→ **WORK TO COMPLETE**:
1) Please locate each line in the listing that contains the word "door" and copy those lines.
2) Please write the next part of the profile of nursing scholar Chloe Crosschild, picking up after its final line.

→ **SELECTED EXCERPT**:

★ ★ ★ ★

Chloe Crosschild - Iitapii’tsaanskiaki (BN '14, MN '20), RN, is a talented Blackfoot nursing scholar committed to research and nursing practice supporting Indigenous health and well-being. Her outstanding Master of Nursing (MN) thesis, titled Urban Indigenous Mothers’ Experiences with Postnatal Nursing Care in Southern Alberta: A Blackfoot Methodology provides a roadmap for health research with Blackfoot Peoples. Chloe created unique Indigenous research methods based on Blackfoot Ways of Knowing as the foundation of her thesis. Chloe earned the 2019 School of Graduate Studies Silver Medal of Merit in the Master of Nursing.
Since she completed her MN program, Chloe has been applying her expertise as an Indigenous advisor to the Nursing Education in Southwestern Alberta (NESA) Bachelor of Nursing (BN) programs. Her work includes making changes to NESA course material to address Truth and Reconciliation Commission (TRC) reports and calls-to-action. Additionally, Chloe has started the next phase of her educational and research journey in the University of British Columbia's Nursing PhD program.
What is your most memorable ULethbridge experience?
"My most memorable ULethbridge experience was sitting on the Graduate Students' Association (GSA) Council as the Indigenous Rep. This role was very important in making my graduate experience because it allowed me to learn from students in other disciplines, faculty from different departments and staff that make up the uLethbridge community."
Is there someone specific who had an important influence on your uLethbridge experience?

★ ★ ★ ★

→ **THE DATA**:
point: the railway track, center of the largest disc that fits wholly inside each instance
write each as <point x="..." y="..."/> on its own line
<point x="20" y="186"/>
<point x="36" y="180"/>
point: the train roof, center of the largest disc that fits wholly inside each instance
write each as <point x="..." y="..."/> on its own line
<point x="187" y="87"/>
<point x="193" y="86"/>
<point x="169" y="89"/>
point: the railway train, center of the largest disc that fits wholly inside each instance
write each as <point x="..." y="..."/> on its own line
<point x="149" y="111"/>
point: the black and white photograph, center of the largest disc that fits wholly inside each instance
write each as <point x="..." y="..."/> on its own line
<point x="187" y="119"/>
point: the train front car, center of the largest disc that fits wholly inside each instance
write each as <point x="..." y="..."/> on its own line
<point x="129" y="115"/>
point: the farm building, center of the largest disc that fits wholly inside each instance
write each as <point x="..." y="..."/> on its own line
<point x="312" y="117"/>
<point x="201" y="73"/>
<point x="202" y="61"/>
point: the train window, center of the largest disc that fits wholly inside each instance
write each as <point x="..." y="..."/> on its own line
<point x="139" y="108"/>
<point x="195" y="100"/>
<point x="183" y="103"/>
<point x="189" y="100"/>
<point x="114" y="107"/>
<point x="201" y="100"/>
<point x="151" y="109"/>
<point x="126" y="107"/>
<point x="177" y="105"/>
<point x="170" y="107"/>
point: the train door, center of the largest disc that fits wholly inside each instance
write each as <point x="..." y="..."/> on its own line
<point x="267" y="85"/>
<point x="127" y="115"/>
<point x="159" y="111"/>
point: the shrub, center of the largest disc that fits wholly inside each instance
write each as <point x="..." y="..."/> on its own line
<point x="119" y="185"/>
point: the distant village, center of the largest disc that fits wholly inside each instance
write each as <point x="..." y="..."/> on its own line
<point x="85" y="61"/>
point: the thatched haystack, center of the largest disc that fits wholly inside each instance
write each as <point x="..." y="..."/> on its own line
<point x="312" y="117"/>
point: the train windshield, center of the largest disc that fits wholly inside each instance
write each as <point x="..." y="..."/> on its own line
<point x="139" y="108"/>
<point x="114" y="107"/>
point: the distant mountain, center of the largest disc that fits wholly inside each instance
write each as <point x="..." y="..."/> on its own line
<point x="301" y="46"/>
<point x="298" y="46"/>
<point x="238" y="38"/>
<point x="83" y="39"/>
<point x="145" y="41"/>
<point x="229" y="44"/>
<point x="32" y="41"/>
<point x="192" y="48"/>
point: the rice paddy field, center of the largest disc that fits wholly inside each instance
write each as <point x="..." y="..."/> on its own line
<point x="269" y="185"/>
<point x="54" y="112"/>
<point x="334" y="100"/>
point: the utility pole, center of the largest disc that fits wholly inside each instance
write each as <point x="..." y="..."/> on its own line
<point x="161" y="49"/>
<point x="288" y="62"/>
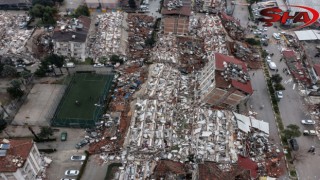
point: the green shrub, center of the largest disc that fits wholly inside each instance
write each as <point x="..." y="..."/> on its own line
<point x="293" y="173"/>
<point x="81" y="171"/>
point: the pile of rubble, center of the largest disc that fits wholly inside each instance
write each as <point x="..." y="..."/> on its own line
<point x="13" y="36"/>
<point x="191" y="53"/>
<point x="214" y="35"/>
<point x="166" y="50"/>
<point x="109" y="33"/>
<point x="140" y="28"/>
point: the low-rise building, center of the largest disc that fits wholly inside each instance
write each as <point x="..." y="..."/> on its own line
<point x="15" y="4"/>
<point x="70" y="37"/>
<point x="224" y="81"/>
<point x="104" y="4"/>
<point x="19" y="159"/>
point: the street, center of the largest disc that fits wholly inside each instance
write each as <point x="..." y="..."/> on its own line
<point x="292" y="107"/>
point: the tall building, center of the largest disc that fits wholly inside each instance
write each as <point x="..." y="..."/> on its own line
<point x="224" y="81"/>
<point x="19" y="159"/>
<point x="70" y="38"/>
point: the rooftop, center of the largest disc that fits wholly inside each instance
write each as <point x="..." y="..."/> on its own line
<point x="75" y="30"/>
<point x="15" y="156"/>
<point x="176" y="7"/>
<point x="233" y="71"/>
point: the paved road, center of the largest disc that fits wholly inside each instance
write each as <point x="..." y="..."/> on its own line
<point x="292" y="110"/>
<point x="260" y="96"/>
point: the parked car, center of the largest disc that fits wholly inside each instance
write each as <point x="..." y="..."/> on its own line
<point x="279" y="94"/>
<point x="71" y="172"/>
<point x="309" y="133"/>
<point x="98" y="65"/>
<point x="268" y="59"/>
<point x="276" y="36"/>
<point x="272" y="65"/>
<point x="82" y="143"/>
<point x="294" y="144"/>
<point x="78" y="158"/>
<point x="69" y="65"/>
<point x="308" y="122"/>
<point x="64" y="136"/>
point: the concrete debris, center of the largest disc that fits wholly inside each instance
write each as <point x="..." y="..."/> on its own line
<point x="13" y="34"/>
<point x="214" y="35"/>
<point x="110" y="36"/>
<point x="140" y="28"/>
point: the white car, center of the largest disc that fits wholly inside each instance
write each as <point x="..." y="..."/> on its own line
<point x="78" y="158"/>
<point x="309" y="133"/>
<point x="268" y="59"/>
<point x="272" y="65"/>
<point x="71" y="172"/>
<point x="279" y="94"/>
<point x="276" y="36"/>
<point x="308" y="122"/>
<point x="98" y="65"/>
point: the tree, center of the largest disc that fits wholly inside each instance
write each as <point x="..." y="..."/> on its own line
<point x="103" y="60"/>
<point x="132" y="4"/>
<point x="57" y="60"/>
<point x="9" y="71"/>
<point x="16" y="83"/>
<point x="276" y="78"/>
<point x="15" y="92"/>
<point x="291" y="131"/>
<point x="82" y="10"/>
<point x="26" y="75"/>
<point x="45" y="132"/>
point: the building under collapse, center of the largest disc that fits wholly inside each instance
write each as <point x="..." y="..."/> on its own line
<point x="70" y="37"/>
<point x="224" y="81"/>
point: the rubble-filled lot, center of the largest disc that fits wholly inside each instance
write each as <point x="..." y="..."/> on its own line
<point x="13" y="35"/>
<point x="168" y="123"/>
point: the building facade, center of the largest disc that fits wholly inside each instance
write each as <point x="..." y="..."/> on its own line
<point x="19" y="160"/>
<point x="70" y="38"/>
<point x="224" y="81"/>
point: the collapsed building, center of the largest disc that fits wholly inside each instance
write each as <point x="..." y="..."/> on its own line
<point x="20" y="159"/>
<point x="171" y="131"/>
<point x="176" y="16"/>
<point x="224" y="82"/>
<point x="70" y="37"/>
<point x="110" y="37"/>
<point x="13" y="35"/>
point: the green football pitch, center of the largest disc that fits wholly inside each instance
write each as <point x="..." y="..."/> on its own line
<point x="84" y="91"/>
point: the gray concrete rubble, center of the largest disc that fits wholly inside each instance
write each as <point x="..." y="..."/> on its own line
<point x="110" y="35"/>
<point x="13" y="34"/>
<point x="214" y="35"/>
<point x="169" y="123"/>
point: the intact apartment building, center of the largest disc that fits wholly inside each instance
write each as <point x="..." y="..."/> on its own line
<point x="19" y="160"/>
<point x="176" y="16"/>
<point x="70" y="37"/>
<point x="104" y="4"/>
<point x="224" y="81"/>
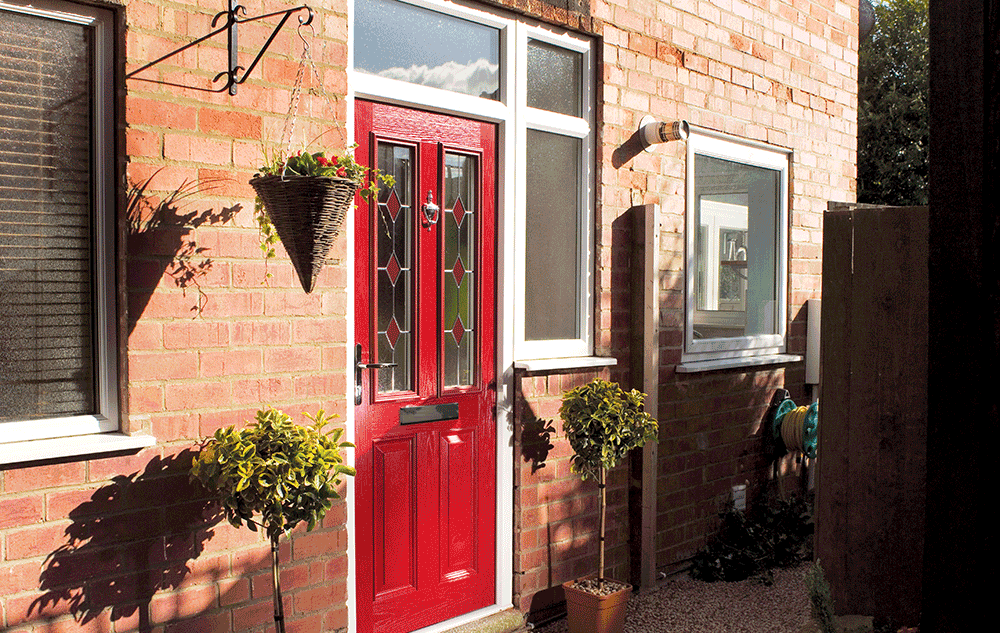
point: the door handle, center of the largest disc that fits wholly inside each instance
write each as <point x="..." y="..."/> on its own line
<point x="359" y="368"/>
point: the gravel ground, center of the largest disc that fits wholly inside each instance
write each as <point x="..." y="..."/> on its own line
<point x="683" y="605"/>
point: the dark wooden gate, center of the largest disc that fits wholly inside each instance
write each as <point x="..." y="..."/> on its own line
<point x="873" y="429"/>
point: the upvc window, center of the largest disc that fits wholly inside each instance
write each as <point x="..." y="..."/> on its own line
<point x="538" y="83"/>
<point x="737" y="247"/>
<point x="554" y="298"/>
<point x="58" y="353"/>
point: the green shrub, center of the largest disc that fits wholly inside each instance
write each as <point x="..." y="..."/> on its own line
<point x="285" y="472"/>
<point x="773" y="534"/>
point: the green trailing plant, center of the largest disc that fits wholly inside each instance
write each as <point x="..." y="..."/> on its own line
<point x="748" y="544"/>
<point x="603" y="423"/>
<point x="819" y="596"/>
<point x="274" y="474"/>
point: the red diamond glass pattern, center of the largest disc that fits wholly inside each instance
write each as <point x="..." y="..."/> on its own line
<point x="458" y="330"/>
<point x="392" y="205"/>
<point x="458" y="211"/>
<point x="392" y="269"/>
<point x="458" y="272"/>
<point x="392" y="332"/>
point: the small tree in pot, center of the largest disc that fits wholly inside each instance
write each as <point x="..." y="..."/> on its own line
<point x="602" y="423"/>
<point x="285" y="472"/>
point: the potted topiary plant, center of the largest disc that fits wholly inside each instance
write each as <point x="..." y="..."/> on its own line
<point x="285" y="472"/>
<point x="602" y="423"/>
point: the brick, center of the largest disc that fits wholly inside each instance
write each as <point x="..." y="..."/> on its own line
<point x="229" y="124"/>
<point x="40" y="540"/>
<point x="160" y="114"/>
<point x="42" y="477"/>
<point x="20" y="511"/>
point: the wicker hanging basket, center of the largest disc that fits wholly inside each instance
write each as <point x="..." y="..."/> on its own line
<point x="307" y="213"/>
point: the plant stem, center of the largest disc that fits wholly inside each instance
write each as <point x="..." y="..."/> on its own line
<point x="601" y="506"/>
<point x="279" y="611"/>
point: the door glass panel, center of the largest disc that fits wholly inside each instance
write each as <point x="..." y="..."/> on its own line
<point x="552" y="237"/>
<point x="461" y="178"/>
<point x="413" y="44"/>
<point x="554" y="78"/>
<point x="394" y="279"/>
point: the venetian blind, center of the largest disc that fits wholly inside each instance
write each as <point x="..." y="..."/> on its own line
<point x="46" y="291"/>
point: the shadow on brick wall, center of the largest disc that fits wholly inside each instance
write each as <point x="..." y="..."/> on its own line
<point x="132" y="538"/>
<point x="161" y="240"/>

★ ★ ★ ★

→ **FINAL RESULTS**:
1)
point: the train door, center of the largest disc that fits wholly inside each instance
point: the door handle, center of the largest disc that fits wholly inside each instance
point: the door glass panel, center of the largest disc that fits wholly inside each instance

2)
"Yes. My mentor, role model and thesis supervisor Dr. Peter Kellett was an important influence in my uLethbridge experience. I met Peter while completing my undergraduate (Bachelor) degree in nursing and he has been there to support and guide me in my professional journey. He encouraged me to achieve things I never thought I was capable of, and through his mentorship I gained the confidence I needed to push past my own expectations. I am forever grateful for Dr. Kellett."
What is the most important lesson you learned as a student?
"The most important lesson I learned was to be true to myself in everything I do, including my research and academic work. Despite being an Indigenous woman, I was primarily trained and educated in a colonial system. It was in my graduate school journey that I was able to fully embrace the importance of my background and identity and draw on my Blackfoot values to guide me in my school work. I found myself in a unique position to explore how two worlds collide in health care, especially when Western and Indigenous Ways of Being clashed.
What are your hopes and plans for the future?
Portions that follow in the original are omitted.